Referring expression pointing data:

==============================

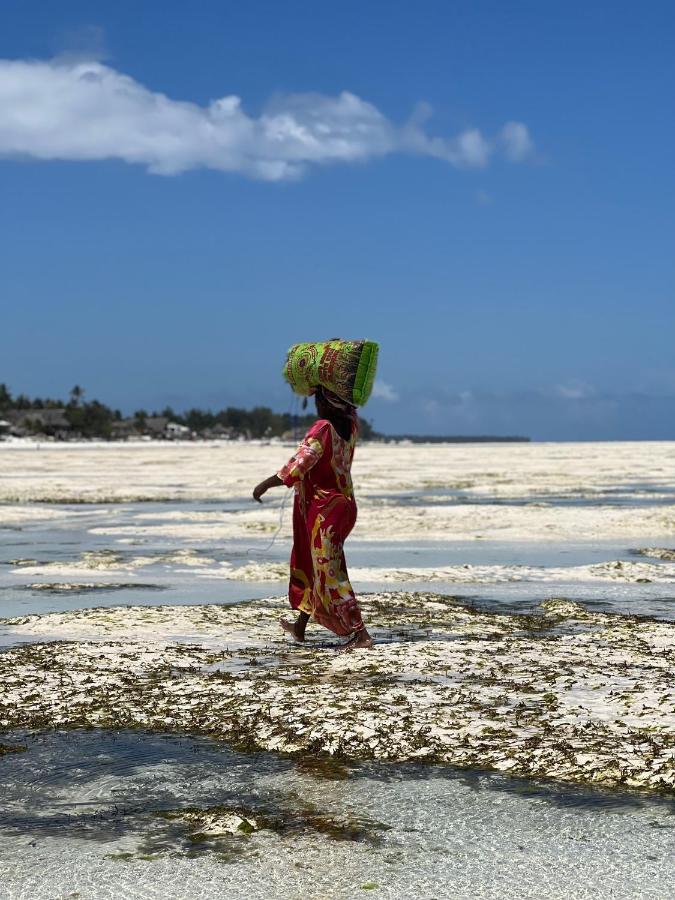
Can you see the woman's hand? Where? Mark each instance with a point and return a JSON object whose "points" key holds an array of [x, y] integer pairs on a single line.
{"points": [[259, 490], [264, 486]]}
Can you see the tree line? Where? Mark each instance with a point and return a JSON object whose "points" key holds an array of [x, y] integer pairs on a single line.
{"points": [[91, 418]]}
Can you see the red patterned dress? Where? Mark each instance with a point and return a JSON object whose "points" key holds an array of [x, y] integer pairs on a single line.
{"points": [[324, 513]]}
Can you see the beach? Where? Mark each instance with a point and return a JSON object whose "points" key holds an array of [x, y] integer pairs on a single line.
{"points": [[522, 601]]}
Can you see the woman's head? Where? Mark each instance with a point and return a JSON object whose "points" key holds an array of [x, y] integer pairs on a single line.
{"points": [[338, 412]]}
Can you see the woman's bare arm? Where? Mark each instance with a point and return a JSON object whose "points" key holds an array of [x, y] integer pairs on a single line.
{"points": [[260, 489]]}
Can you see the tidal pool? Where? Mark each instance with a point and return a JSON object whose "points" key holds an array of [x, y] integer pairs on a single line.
{"points": [[97, 815]]}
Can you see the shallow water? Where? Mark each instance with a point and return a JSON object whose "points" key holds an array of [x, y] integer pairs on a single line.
{"points": [[77, 809], [63, 540], [78, 818]]}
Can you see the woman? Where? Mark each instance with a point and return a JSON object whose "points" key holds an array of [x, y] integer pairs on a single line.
{"points": [[324, 513]]}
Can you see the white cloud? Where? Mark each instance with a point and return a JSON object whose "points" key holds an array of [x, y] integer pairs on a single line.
{"points": [[575, 390], [72, 110], [516, 141], [483, 198], [384, 391]]}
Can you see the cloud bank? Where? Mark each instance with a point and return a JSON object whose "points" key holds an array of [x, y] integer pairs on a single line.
{"points": [[75, 110]]}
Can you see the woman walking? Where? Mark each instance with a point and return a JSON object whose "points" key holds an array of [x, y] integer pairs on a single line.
{"points": [[324, 513]]}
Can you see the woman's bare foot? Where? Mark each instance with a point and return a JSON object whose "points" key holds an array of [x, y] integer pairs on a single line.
{"points": [[294, 629], [361, 641]]}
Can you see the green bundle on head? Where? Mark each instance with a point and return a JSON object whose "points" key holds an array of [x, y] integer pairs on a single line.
{"points": [[347, 368]]}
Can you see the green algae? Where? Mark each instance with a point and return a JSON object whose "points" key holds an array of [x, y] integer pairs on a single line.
{"points": [[496, 697]]}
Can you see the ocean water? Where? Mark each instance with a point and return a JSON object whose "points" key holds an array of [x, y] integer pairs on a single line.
{"points": [[79, 811], [79, 818]]}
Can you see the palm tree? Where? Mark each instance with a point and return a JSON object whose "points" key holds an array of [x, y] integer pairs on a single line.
{"points": [[76, 395]]}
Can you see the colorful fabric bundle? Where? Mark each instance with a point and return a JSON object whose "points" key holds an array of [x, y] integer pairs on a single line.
{"points": [[347, 368]]}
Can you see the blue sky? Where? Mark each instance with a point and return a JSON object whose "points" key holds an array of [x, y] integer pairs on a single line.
{"points": [[492, 200]]}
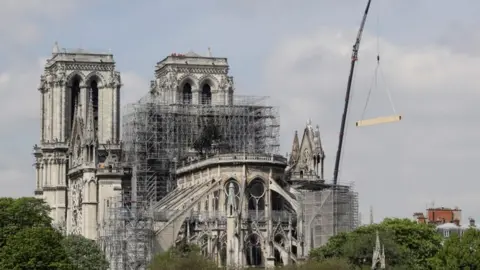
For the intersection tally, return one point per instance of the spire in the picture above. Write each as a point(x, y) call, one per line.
point(295, 150)
point(318, 143)
point(231, 202)
point(378, 254)
point(55, 49)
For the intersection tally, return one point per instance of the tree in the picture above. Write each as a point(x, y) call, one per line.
point(84, 253)
point(459, 252)
point(407, 244)
point(17, 214)
point(34, 248)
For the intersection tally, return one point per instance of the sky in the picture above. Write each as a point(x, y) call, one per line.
point(298, 53)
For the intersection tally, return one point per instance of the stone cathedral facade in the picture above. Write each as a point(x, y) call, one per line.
point(76, 160)
point(241, 203)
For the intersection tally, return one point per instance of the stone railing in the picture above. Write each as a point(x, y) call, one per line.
point(310, 176)
point(221, 216)
point(185, 166)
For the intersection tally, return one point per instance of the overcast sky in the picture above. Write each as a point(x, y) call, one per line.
point(298, 53)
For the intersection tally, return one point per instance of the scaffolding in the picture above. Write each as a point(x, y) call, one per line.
point(327, 211)
point(128, 235)
point(157, 135)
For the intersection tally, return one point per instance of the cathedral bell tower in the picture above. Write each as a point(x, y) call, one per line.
point(80, 115)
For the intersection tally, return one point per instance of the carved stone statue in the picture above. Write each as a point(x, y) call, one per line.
point(115, 79)
point(171, 81)
point(42, 82)
point(226, 83)
point(61, 75)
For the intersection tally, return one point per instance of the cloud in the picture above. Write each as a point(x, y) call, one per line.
point(20, 21)
point(399, 166)
point(134, 87)
point(21, 28)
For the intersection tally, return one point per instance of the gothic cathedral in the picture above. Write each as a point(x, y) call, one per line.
point(77, 160)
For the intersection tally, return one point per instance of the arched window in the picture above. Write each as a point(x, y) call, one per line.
point(74, 95)
point(94, 92)
point(187, 94)
point(206, 94)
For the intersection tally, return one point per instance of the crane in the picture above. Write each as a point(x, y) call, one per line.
point(356, 47)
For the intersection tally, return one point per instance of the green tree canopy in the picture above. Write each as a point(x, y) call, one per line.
point(407, 244)
point(459, 252)
point(34, 248)
point(84, 253)
point(17, 214)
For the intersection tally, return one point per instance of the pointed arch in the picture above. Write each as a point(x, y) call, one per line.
point(208, 79)
point(75, 75)
point(255, 177)
point(187, 78)
point(95, 76)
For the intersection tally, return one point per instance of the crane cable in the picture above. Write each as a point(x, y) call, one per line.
point(374, 83)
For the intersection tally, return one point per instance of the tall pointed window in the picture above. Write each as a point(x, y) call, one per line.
point(206, 94)
point(187, 94)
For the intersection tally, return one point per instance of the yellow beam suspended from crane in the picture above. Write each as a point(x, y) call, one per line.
point(379, 120)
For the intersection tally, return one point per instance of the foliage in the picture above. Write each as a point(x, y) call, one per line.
point(407, 244)
point(28, 241)
point(84, 253)
point(208, 135)
point(34, 248)
point(459, 251)
point(17, 214)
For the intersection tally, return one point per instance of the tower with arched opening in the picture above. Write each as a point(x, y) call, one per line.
point(79, 139)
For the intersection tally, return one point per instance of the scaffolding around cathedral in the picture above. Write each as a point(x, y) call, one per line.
point(127, 236)
point(327, 211)
point(157, 135)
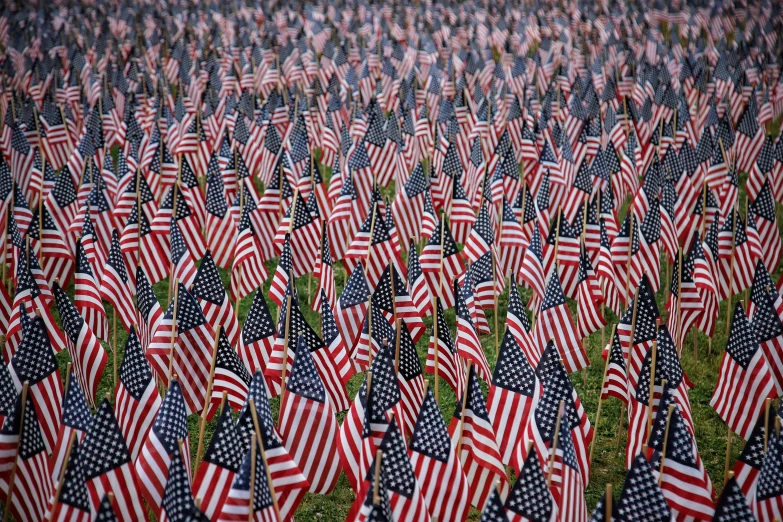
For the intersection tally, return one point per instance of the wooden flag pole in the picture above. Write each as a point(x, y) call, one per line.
point(207, 400)
point(12, 479)
point(600, 401)
point(251, 498)
point(376, 496)
point(464, 407)
point(435, 345)
point(665, 442)
point(61, 477)
point(286, 340)
point(630, 254)
point(653, 362)
point(554, 444)
point(495, 288)
point(731, 269)
point(173, 332)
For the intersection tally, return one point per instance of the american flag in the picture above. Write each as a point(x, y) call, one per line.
point(554, 323)
point(433, 456)
point(683, 479)
point(136, 398)
point(248, 271)
point(513, 395)
point(352, 306)
point(745, 380)
point(222, 458)
point(641, 495)
point(767, 503)
point(288, 481)
point(468, 344)
point(108, 466)
point(530, 500)
point(75, 421)
point(34, 362)
point(150, 312)
point(441, 262)
point(86, 296)
point(212, 296)
point(308, 423)
point(220, 229)
point(21, 436)
point(471, 431)
point(161, 447)
point(72, 501)
point(541, 426)
point(566, 485)
point(183, 325)
point(178, 502)
point(88, 356)
point(441, 346)
point(324, 273)
point(531, 271)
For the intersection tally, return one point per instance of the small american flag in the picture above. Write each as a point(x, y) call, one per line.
point(161, 446)
point(513, 395)
point(219, 466)
point(88, 356)
point(480, 456)
point(745, 380)
point(108, 466)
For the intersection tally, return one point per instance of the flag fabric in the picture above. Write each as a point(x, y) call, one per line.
point(745, 380)
point(308, 424)
point(75, 420)
point(137, 400)
point(432, 455)
point(471, 431)
point(513, 395)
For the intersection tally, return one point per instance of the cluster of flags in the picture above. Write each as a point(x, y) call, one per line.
point(588, 153)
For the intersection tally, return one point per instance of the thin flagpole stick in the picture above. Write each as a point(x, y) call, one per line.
point(12, 479)
point(554, 445)
point(600, 399)
point(665, 442)
point(653, 362)
point(731, 270)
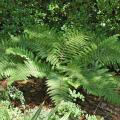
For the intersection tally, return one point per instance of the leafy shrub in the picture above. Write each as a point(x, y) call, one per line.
point(67, 60)
point(101, 16)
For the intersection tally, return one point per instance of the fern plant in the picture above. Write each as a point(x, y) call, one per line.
point(70, 59)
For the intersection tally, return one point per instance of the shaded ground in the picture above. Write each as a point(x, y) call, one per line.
point(35, 93)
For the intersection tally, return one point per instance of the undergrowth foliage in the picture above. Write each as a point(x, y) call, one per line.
point(69, 59)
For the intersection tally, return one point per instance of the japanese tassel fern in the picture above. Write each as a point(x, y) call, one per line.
point(72, 59)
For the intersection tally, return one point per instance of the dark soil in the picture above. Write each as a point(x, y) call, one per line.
point(35, 93)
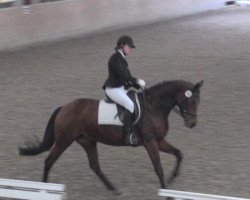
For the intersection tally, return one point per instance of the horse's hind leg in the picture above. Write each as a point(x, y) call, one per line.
point(91, 150)
point(168, 148)
point(55, 153)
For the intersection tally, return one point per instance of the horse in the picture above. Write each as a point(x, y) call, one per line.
point(77, 121)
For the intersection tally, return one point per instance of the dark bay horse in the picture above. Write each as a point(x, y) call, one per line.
point(77, 121)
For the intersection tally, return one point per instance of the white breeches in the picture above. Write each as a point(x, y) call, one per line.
point(119, 95)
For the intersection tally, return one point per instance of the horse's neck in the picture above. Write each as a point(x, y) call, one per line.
point(162, 101)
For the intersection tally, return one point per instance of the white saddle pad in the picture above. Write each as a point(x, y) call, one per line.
point(107, 114)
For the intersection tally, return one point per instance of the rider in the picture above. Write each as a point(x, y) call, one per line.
point(119, 80)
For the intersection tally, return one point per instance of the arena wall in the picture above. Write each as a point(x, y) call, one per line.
point(57, 20)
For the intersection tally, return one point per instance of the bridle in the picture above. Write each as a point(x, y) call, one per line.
point(168, 105)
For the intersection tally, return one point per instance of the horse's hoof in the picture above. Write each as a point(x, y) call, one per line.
point(170, 181)
point(116, 192)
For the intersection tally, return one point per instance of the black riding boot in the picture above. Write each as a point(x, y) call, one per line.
point(130, 137)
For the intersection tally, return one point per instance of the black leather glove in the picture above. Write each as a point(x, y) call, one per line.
point(137, 86)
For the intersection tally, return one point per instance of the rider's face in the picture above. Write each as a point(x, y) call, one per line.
point(126, 49)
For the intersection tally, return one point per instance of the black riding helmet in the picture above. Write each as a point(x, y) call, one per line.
point(125, 40)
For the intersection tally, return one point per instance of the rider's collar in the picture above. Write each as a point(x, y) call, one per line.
point(121, 52)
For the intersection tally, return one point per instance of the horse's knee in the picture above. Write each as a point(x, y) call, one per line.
point(178, 154)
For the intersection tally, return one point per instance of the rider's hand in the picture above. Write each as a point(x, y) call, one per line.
point(137, 86)
point(141, 82)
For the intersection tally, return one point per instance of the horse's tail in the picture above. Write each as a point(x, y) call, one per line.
point(48, 140)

==============================

## How to complete this task:
Counting the line that contains "the white saddle" as the first, copy exactly every line through the end of the records, and nothing else.

## Written solution:
For the intersection tally, return one point per instance of the white saddle pad in the picture above. Write each as a point(x, y) call, one per line.
point(107, 114)
For the intersection tally, return one point per instance of the rider in the picture above. Write each as a point(x, y) call, one per line.
point(119, 80)
For the intersection tally, return one point per instance of the arena wall in the picture above. Write each as a point(x, y) call, one per line.
point(57, 20)
For the intersection tally, return one point per instance of the bridle in the picture above. Write each as a point(x, y) call, one per line.
point(168, 105)
For the intersection tally, return one point per instance of the horse's hoof in the picture above. Write each as a point(x, y) call, one per line.
point(170, 181)
point(116, 192)
For the intersection tally, return one point per instance of the black riding boot in the picture above. Write each as a point(x, y) call, one per line.
point(130, 137)
For the intersection tally, return one point per instance of the black leather glove in the picture above. Write each as a point(x, y) call, one per line.
point(137, 86)
For the intersection tally, return one point per instance of the rider's face in the picture above. Write each as a point(x, y) call, one per line.
point(126, 49)
For the intersection tally, return one point per instance of the black riding helmet in the picture above. Write each as a point(x, y) call, one per line.
point(125, 40)
For the intersection tally, return one point per instance of the rider's collar in the picture above. Write each as a point(x, y) call, one per line.
point(121, 52)
For the intersection tally, return one point per instance of the horse's knee in the picture above. Write each as a point(x, y) call, one per line.
point(178, 154)
For the intersection tally, return one point per instance of the rider's hand in the picture above. Write each as a point(x, y) call, one per line.
point(137, 86)
point(141, 82)
For the intersection tally, return one point per instance of the horse's tail in the picture above. Write each as a point(x, y) call, one per line.
point(48, 140)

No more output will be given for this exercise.